Short problem a:
Which rows contain the string "background"? Return every such row in full.

Excerpt to read:

● ● ●

Part 3 of this series is about the 1973 Yom Kippur War, perhaps the closest call in Israel’s history. The IDF’s complacency and cockiness almost caught up with it this time, and this war would redefine all nations involved.
Many a misconception exists about this war, with some Arab nationalists somehow deluding themselves into believing they won. I’m here to explain the course of the war, and why the average Egyptian nationalist is completely deranged.
Since 1967
Israel had, since 1967, enjoyed something it hadn’t felt before. It felt safe, almost invulnerable. The IDF had, on three separate occasions in 1948, 1956, and 1967, utterly humiliated the armies of one or more Arab nations. It had enjoyed continued economic growth, and had forged a more solid alliance with the United States. The first female head of state had been elected in the form of Golda Meir in 1969, as generals such as Moshe Dayan and Ariel Sharon were catapulted to war hero status.

● ● ●

Material for this task:
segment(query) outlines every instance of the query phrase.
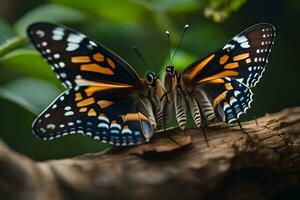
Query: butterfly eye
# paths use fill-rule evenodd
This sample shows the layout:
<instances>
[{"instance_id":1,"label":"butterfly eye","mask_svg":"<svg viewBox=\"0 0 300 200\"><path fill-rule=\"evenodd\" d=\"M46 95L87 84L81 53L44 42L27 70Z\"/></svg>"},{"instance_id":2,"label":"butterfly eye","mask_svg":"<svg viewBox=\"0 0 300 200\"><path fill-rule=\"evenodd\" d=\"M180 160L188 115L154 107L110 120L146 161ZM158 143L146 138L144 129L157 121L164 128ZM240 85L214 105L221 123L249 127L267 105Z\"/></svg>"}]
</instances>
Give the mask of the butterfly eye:
<instances>
[{"instance_id":1,"label":"butterfly eye","mask_svg":"<svg viewBox=\"0 0 300 200\"><path fill-rule=\"evenodd\" d=\"M167 72L170 76L174 76L174 75L175 75L175 68L174 68L174 66L167 66L166 72Z\"/></svg>"}]
</instances>

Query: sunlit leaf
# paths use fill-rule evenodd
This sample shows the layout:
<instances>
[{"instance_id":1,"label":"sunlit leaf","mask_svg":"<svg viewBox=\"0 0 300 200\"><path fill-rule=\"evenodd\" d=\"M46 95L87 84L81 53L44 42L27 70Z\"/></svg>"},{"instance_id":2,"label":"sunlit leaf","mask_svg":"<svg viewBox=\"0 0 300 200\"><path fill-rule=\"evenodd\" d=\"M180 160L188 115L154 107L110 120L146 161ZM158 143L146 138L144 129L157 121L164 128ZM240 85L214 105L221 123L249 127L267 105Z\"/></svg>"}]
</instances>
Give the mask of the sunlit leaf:
<instances>
[{"instance_id":1,"label":"sunlit leaf","mask_svg":"<svg viewBox=\"0 0 300 200\"><path fill-rule=\"evenodd\" d=\"M48 82L38 79L17 79L0 88L0 96L32 113L45 109L60 91Z\"/></svg>"},{"instance_id":2,"label":"sunlit leaf","mask_svg":"<svg viewBox=\"0 0 300 200\"><path fill-rule=\"evenodd\" d=\"M246 2L247 0L206 0L204 16L215 22L223 22Z\"/></svg>"},{"instance_id":3,"label":"sunlit leaf","mask_svg":"<svg viewBox=\"0 0 300 200\"><path fill-rule=\"evenodd\" d=\"M146 1L134 0L52 0L52 2L117 22L146 20L150 9Z\"/></svg>"},{"instance_id":4,"label":"sunlit leaf","mask_svg":"<svg viewBox=\"0 0 300 200\"><path fill-rule=\"evenodd\" d=\"M82 1L85 2L85 1ZM74 23L87 19L87 15L72 8L45 4L31 10L20 18L14 25L16 32L25 34L26 28L36 21L47 21L56 23Z\"/></svg>"},{"instance_id":5,"label":"sunlit leaf","mask_svg":"<svg viewBox=\"0 0 300 200\"><path fill-rule=\"evenodd\" d=\"M150 0L148 3L156 11L172 13L197 11L202 5L199 0Z\"/></svg>"}]
</instances>

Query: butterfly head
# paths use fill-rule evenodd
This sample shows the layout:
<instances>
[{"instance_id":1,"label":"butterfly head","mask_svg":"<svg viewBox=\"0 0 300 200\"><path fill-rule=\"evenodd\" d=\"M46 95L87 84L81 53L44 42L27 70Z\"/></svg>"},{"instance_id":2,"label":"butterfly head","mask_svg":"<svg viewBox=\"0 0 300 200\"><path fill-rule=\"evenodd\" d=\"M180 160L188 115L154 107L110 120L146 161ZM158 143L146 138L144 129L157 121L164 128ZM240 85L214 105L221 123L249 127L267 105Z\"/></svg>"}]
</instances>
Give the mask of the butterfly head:
<instances>
[{"instance_id":1,"label":"butterfly head","mask_svg":"<svg viewBox=\"0 0 300 200\"><path fill-rule=\"evenodd\" d=\"M168 74L169 76L174 77L175 74L176 74L175 67L174 67L173 65L167 66L166 72L167 72L167 74Z\"/></svg>"},{"instance_id":2,"label":"butterfly head","mask_svg":"<svg viewBox=\"0 0 300 200\"><path fill-rule=\"evenodd\" d=\"M157 79L159 79L159 77L154 72L149 72L146 75L146 81L152 87L156 86Z\"/></svg>"}]
</instances>

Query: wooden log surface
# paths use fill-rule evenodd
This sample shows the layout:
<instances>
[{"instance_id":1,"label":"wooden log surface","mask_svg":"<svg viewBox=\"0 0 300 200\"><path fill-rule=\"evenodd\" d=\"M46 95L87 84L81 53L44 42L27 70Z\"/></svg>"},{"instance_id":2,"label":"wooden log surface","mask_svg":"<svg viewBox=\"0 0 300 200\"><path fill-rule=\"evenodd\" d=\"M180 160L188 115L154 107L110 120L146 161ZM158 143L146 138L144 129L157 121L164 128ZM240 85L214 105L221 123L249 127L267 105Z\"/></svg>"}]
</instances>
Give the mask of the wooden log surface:
<instances>
[{"instance_id":1,"label":"wooden log surface","mask_svg":"<svg viewBox=\"0 0 300 200\"><path fill-rule=\"evenodd\" d=\"M300 107L242 125L45 162L0 142L0 199L300 199Z\"/></svg>"}]
</instances>

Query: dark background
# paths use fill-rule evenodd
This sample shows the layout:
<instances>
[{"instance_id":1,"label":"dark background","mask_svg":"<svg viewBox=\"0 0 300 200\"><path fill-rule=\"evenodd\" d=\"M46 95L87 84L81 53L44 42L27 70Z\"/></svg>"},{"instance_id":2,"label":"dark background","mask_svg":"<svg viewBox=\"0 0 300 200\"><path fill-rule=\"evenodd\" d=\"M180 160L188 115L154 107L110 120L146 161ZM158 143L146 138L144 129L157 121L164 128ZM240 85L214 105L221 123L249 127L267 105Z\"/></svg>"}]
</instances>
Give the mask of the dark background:
<instances>
[{"instance_id":1,"label":"dark background","mask_svg":"<svg viewBox=\"0 0 300 200\"><path fill-rule=\"evenodd\" d=\"M176 46L183 26L191 26L175 58L175 66L182 70L245 28L271 23L277 29L275 45L245 120L300 105L299 17L296 0L0 0L0 137L37 160L107 147L81 135L42 142L31 133L36 114L63 90L50 67L24 42L24 30L34 21L80 30L127 60L141 76L148 70L164 71L165 30ZM140 49L151 69L131 46Z\"/></svg>"}]
</instances>

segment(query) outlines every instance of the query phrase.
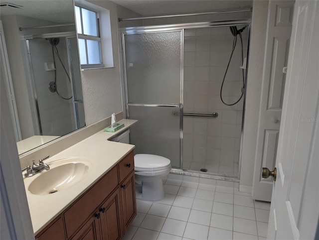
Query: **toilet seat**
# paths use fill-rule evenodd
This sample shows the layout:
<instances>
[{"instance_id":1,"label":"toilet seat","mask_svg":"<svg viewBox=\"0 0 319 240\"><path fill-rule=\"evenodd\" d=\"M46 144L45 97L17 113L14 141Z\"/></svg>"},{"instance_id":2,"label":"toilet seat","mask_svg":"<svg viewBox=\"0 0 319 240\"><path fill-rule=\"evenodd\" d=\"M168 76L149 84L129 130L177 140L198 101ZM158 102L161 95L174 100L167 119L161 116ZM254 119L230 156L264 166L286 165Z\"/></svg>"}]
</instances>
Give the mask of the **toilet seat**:
<instances>
[{"instance_id":1,"label":"toilet seat","mask_svg":"<svg viewBox=\"0 0 319 240\"><path fill-rule=\"evenodd\" d=\"M165 170L171 167L169 159L153 154L135 155L134 165L134 170L138 172L159 171Z\"/></svg>"}]
</instances>

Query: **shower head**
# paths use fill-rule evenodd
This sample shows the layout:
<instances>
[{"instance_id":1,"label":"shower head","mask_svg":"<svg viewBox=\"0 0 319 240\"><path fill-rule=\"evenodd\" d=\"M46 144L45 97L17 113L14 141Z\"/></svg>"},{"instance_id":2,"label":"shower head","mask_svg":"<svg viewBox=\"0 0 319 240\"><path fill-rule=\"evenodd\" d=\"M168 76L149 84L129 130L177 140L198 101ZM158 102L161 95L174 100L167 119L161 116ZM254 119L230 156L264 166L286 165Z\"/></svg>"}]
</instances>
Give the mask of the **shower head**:
<instances>
[{"instance_id":1,"label":"shower head","mask_svg":"<svg viewBox=\"0 0 319 240\"><path fill-rule=\"evenodd\" d=\"M247 27L247 25L244 26L244 27L240 29L239 30L237 29L237 27L236 26L230 26L229 27L229 28L230 29L230 31L231 32L231 34L233 34L233 36L235 37L237 35L243 32L243 31L245 30L245 28L246 28Z\"/></svg>"},{"instance_id":2,"label":"shower head","mask_svg":"<svg viewBox=\"0 0 319 240\"><path fill-rule=\"evenodd\" d=\"M53 38L46 38L52 46L56 46L60 42L60 38L58 37L54 37Z\"/></svg>"}]
</instances>

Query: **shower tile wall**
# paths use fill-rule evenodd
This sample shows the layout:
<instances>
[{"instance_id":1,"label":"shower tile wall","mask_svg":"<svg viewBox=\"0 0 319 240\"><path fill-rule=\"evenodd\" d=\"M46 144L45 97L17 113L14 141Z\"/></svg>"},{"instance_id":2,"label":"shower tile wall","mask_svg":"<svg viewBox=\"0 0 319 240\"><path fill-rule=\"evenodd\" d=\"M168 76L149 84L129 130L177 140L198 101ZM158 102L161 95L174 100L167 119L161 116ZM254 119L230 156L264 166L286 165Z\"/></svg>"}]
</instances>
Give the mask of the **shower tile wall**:
<instances>
[{"instance_id":1,"label":"shower tile wall","mask_svg":"<svg viewBox=\"0 0 319 240\"><path fill-rule=\"evenodd\" d=\"M243 33L244 57L247 32ZM209 173L237 175L243 101L227 106L219 96L233 39L229 27L184 30L184 113L218 114L217 118L184 117L184 169L206 168ZM238 36L223 88L227 103L241 95L240 46Z\"/></svg>"}]
</instances>

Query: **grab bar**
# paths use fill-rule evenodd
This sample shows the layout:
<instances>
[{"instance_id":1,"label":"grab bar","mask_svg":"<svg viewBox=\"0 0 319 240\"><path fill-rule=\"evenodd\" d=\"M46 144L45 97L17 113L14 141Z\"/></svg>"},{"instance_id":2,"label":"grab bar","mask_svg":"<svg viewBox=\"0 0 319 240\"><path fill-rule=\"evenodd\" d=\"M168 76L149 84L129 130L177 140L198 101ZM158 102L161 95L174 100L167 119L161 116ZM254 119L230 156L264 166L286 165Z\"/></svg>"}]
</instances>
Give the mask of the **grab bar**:
<instances>
[{"instance_id":1,"label":"grab bar","mask_svg":"<svg viewBox=\"0 0 319 240\"><path fill-rule=\"evenodd\" d=\"M217 118L218 117L218 114L214 112L212 114L183 114L184 116L193 116L193 117L208 117L210 118Z\"/></svg>"}]
</instances>

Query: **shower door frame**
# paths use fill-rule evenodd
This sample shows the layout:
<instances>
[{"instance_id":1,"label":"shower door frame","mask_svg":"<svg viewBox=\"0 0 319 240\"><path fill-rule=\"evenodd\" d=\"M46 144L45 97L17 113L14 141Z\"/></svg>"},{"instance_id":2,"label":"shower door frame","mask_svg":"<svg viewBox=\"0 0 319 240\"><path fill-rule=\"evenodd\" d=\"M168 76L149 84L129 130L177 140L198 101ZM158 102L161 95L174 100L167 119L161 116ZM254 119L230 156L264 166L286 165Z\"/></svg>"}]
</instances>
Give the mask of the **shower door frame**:
<instances>
[{"instance_id":1,"label":"shower door frame","mask_svg":"<svg viewBox=\"0 0 319 240\"><path fill-rule=\"evenodd\" d=\"M193 22L188 23L178 23L174 24L166 24L166 25L153 25L153 26L136 26L136 27L128 27L120 28L120 33L121 34L121 38L122 41L122 63L123 68L123 86L124 86L124 101L125 103L125 106L124 109L126 110L126 117L129 117L129 103L128 98L128 91L127 91L127 75L126 75L126 59L125 59L125 46L124 41L124 36L128 34L143 34L143 33L156 33L156 32L167 32L171 31L182 31L182 39L181 39L181 92L180 94L180 104L179 104L179 108L180 109L180 162L179 162L179 168L172 168L172 171L171 172L177 174L182 174L183 175L189 175L189 176L201 176L203 177L210 177L216 179L220 180L236 180L239 179L240 176L240 168L241 166L241 158L242 158L242 142L243 142L243 132L244 129L244 120L245 117L245 109L246 103L246 93L247 89L247 78L248 74L248 66L249 65L249 44L250 40L250 34L251 34L251 19L245 19L241 20L230 20L226 21L209 21L209 22ZM238 172L237 176L223 176L218 175L216 173L203 173L199 171L195 171L193 170L184 170L183 169L183 83L184 83L184 29L192 29L192 28L203 28L207 27L230 27L233 26L241 25L247 25L248 26L248 38L247 40L247 62L246 62L246 68L245 74L245 80L244 80L244 99L243 103L243 115L242 117L242 124L241 124L241 131L240 136L240 149L239 154L239 162L238 164ZM139 105L139 106L142 106L143 105ZM148 106L150 105L144 105L144 106ZM154 105L153 107L169 107L169 105ZM174 107L176 107L174 106ZM210 176L210 177L209 177Z\"/></svg>"},{"instance_id":2,"label":"shower door frame","mask_svg":"<svg viewBox=\"0 0 319 240\"><path fill-rule=\"evenodd\" d=\"M30 76L30 79L31 81L31 83L32 84L32 92L33 95L33 97L34 98L34 104L35 107L35 109L36 110L36 121L37 121L38 125L39 126L38 130L39 131L39 134L42 135L42 126L41 124L41 119L40 118L40 111L39 110L39 105L38 103L38 97L36 93L36 89L35 88L35 81L34 80L34 76L33 75L33 70L32 64L32 61L31 60L31 56L29 54L30 53L30 46L29 44L29 40L32 39L44 39L46 38L51 38L53 37L65 37L66 42L67 42L67 54L68 54L68 59L69 61L69 70L70 70L70 68L71 68L70 66L70 63L72 63L72 60L70 59L71 56L70 55L70 49L69 46L69 38L75 38L77 39L76 33L75 32L55 32L52 33L44 33L43 34L36 34L36 35L26 35L24 36L24 41L25 43L25 48L27 51L27 63L28 65L28 72ZM73 96L73 100L72 101L72 104L73 105L73 115L74 115L74 121L75 122L75 126L76 129L79 129L79 120L78 120L78 114L77 111L77 106L76 108L75 108L76 103L77 103L75 102L75 91L74 91L74 80L73 77L73 74L72 71L70 72L71 74L70 74L70 78L71 78L71 89L72 93L72 96ZM76 97L76 96L75 96ZM76 117L76 116L78 116Z\"/></svg>"}]
</instances>

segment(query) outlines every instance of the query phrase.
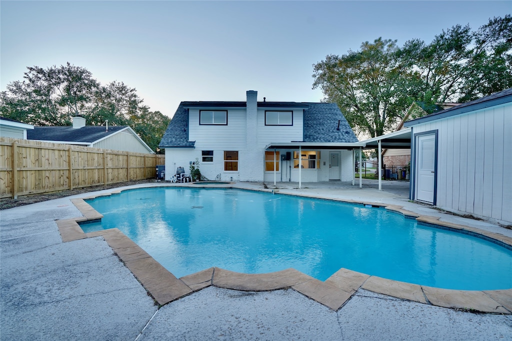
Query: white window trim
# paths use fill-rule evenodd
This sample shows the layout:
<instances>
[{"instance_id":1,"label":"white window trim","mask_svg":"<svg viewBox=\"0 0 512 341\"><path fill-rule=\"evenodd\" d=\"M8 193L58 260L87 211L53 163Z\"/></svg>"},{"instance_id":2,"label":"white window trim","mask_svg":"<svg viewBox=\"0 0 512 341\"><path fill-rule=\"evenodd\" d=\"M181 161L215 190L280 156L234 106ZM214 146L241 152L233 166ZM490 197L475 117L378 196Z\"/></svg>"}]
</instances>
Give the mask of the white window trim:
<instances>
[{"instance_id":1,"label":"white window trim","mask_svg":"<svg viewBox=\"0 0 512 341\"><path fill-rule=\"evenodd\" d=\"M212 112L211 123L205 123L201 122L201 114L202 112ZM222 123L216 123L215 122L215 112L225 112L225 120ZM199 110L199 125L227 125L227 110Z\"/></svg>"}]
</instances>

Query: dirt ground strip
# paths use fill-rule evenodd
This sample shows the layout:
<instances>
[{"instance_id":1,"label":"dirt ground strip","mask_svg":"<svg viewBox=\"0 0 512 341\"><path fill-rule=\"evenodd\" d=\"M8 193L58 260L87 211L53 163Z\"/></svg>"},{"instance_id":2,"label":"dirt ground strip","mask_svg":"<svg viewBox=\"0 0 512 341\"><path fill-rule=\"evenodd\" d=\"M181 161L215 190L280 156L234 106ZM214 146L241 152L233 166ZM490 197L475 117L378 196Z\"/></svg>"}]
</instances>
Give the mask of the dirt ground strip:
<instances>
[{"instance_id":1,"label":"dirt ground strip","mask_svg":"<svg viewBox=\"0 0 512 341\"><path fill-rule=\"evenodd\" d=\"M100 185L98 186L92 186L91 187L82 187L73 190L67 190L60 192L55 192L50 193L43 193L41 194L33 194L31 195L24 195L18 196L16 199L12 198L3 198L0 199L0 210L7 210L12 209L13 207L28 205L31 203L46 201L48 200L58 199L63 198L70 195L75 194L81 194L89 192L94 192L94 191L101 191L101 190L108 190L111 188L116 188L123 186L129 186L132 185L138 185L139 184L152 184L158 182L159 180L155 179L147 179L146 180L138 180L136 181L129 181L124 183L116 183L115 184L110 184L106 186Z\"/></svg>"}]
</instances>

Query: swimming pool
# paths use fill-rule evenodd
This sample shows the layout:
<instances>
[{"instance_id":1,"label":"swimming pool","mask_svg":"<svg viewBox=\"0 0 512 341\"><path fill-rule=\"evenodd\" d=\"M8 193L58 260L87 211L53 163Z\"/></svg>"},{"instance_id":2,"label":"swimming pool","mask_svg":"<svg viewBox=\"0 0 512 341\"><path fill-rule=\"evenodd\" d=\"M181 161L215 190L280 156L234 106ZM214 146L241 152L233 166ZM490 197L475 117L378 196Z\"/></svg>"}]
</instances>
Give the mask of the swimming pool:
<instances>
[{"instance_id":1,"label":"swimming pool","mask_svg":"<svg viewBox=\"0 0 512 341\"><path fill-rule=\"evenodd\" d=\"M512 288L512 251L418 225L383 209L232 189L156 188L88 202L176 277L211 266L293 267L321 280L340 268L460 290Z\"/></svg>"}]
</instances>

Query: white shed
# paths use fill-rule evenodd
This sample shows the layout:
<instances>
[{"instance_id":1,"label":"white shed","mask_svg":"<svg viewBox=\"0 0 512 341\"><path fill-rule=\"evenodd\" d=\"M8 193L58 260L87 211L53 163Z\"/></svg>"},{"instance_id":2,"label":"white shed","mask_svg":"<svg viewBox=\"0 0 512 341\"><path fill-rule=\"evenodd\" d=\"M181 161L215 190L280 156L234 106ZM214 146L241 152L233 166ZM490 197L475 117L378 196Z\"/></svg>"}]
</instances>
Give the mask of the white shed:
<instances>
[{"instance_id":1,"label":"white shed","mask_svg":"<svg viewBox=\"0 0 512 341\"><path fill-rule=\"evenodd\" d=\"M512 224L512 88L410 121L411 198Z\"/></svg>"},{"instance_id":2,"label":"white shed","mask_svg":"<svg viewBox=\"0 0 512 341\"><path fill-rule=\"evenodd\" d=\"M27 129L34 129L34 126L0 117L0 137L27 140Z\"/></svg>"}]
</instances>

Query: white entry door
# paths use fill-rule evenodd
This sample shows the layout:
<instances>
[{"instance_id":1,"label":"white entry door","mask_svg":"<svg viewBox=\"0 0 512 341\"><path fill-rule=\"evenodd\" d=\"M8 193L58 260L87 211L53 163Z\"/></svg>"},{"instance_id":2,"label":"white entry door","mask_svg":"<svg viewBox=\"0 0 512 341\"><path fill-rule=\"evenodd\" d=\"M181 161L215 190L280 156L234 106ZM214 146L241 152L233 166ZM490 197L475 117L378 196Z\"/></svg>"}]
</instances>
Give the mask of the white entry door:
<instances>
[{"instance_id":1,"label":"white entry door","mask_svg":"<svg viewBox=\"0 0 512 341\"><path fill-rule=\"evenodd\" d=\"M329 153L329 179L339 180L339 152Z\"/></svg>"},{"instance_id":2,"label":"white entry door","mask_svg":"<svg viewBox=\"0 0 512 341\"><path fill-rule=\"evenodd\" d=\"M436 134L416 137L416 198L434 203L436 179Z\"/></svg>"}]
</instances>

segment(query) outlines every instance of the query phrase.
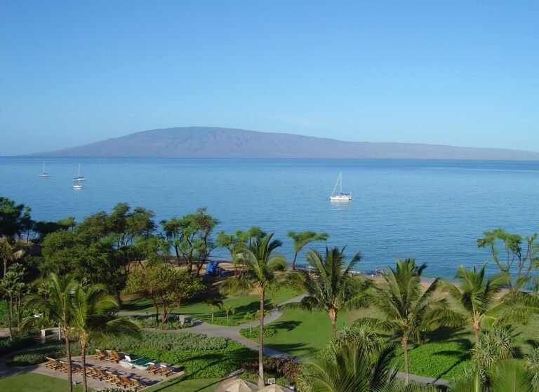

● ● ●

Short problem b:
Can you update the passage on the 1973 Yom Kippur War, starting at "Many a misconception" and ending at "is completely deranged.", with "misconception" replaced by "myth"?

Result a:
Query: dark background
[{"instance_id":1,"label":"dark background","mask_svg":"<svg viewBox=\"0 0 300 200\"><path fill-rule=\"evenodd\" d=\"M46 95L87 84L81 53L44 42L27 70Z\"/></svg>"},{"instance_id":2,"label":"dark background","mask_svg":"<svg viewBox=\"0 0 300 200\"><path fill-rule=\"evenodd\" d=\"M180 160L188 115L154 107L110 120L146 161ZM158 143L146 138L144 129L157 121L164 128ZM240 85L214 105L221 123L249 127L267 105Z\"/></svg>"}]
Give the mask of the dark background:
[{"instance_id":1,"label":"dark background","mask_svg":"<svg viewBox=\"0 0 300 200\"><path fill-rule=\"evenodd\" d=\"M176 46L183 26L191 26L175 58L175 66L182 70L245 28L271 23L277 29L275 45L245 120L300 105L299 17L296 0L0 0L0 137L37 160L107 147L81 135L42 142L31 133L36 114L63 90L50 67L24 42L24 30L34 21L80 30L127 60L141 76L148 70L164 71L165 30ZM140 49L151 69L131 46Z\"/></svg>"}]

Result b:
Many a myth exists about this war, with some Arab nationalists somehow deluding themselves into believing they won. I’m here to explain the course of the war, and why the average Egyptian nationalist is completely deranged.